Please write out again every item from the one containing "Mark one point on each instance of the small" down to the one containing "Mark one point on each instance of the white window", keeping the wording unchanged and shifting each answer coordinate up by 51.

Extracted material
☆ ☆ ☆ ☆ ☆
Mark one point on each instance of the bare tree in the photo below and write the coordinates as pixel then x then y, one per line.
☆ ☆ ☆ ☆ ☆
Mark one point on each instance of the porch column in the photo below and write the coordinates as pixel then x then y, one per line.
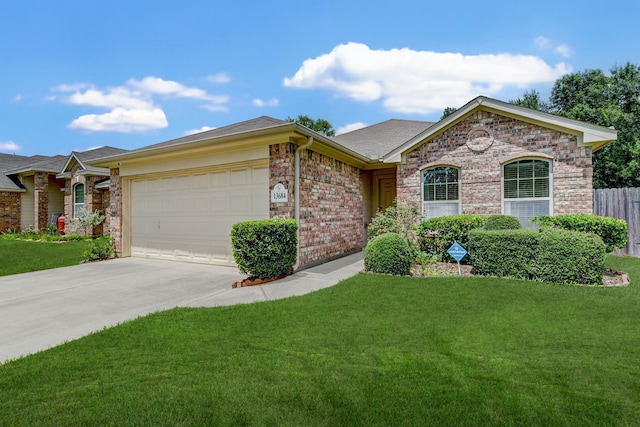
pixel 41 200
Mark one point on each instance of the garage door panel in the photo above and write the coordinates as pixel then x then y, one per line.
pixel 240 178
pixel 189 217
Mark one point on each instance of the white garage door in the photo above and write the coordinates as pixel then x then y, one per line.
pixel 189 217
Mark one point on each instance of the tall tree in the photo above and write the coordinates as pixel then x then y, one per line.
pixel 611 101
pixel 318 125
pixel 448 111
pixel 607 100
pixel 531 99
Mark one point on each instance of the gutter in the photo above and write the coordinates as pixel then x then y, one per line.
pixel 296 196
☆ ☆ ☆ ☆ ☆
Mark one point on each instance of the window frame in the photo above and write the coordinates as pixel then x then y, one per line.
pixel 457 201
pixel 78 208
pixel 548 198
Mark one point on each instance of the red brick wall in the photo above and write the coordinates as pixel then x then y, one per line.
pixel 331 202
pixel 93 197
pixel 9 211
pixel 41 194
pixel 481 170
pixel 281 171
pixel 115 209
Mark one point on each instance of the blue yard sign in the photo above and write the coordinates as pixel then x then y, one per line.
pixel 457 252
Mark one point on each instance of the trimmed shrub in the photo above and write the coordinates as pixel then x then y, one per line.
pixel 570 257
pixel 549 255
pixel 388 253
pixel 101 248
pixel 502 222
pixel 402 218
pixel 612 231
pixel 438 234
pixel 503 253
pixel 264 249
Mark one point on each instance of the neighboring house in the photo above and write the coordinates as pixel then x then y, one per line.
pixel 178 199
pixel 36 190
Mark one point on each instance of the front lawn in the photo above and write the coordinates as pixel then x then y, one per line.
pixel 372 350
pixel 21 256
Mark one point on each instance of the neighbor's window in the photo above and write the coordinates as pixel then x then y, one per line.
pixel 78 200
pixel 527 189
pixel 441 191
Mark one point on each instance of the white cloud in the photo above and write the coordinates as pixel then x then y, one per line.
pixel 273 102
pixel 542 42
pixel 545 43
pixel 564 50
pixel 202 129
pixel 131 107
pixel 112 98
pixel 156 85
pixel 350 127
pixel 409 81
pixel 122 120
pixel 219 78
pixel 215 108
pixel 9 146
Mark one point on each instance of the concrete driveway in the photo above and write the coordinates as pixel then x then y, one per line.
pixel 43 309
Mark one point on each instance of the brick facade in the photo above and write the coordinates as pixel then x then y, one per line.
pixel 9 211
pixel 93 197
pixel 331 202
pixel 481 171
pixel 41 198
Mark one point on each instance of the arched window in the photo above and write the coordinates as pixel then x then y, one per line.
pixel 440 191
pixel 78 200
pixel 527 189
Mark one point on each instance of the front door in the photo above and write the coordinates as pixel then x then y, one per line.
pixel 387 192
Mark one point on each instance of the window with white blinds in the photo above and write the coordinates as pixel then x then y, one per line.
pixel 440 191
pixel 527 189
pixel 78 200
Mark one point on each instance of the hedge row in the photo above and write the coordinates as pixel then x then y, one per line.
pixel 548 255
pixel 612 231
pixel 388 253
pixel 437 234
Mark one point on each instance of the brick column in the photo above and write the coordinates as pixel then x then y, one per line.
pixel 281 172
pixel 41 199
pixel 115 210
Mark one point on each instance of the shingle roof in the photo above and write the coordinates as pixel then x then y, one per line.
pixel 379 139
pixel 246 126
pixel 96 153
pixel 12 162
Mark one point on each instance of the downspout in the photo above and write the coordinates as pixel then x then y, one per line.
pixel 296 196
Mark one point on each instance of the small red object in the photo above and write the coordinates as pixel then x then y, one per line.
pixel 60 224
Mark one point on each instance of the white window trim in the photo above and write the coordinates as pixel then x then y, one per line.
☆ ☆ ☆ ☆ ☆
Answer below
Mark one point on each instance of the small red object in the photo above and write the coordinates as pixel then x then y, one per line.
pixel 111 275
Mark one point on each instance of the white window trim in the photo above and write the coordinates as pixel then x then y, one per line.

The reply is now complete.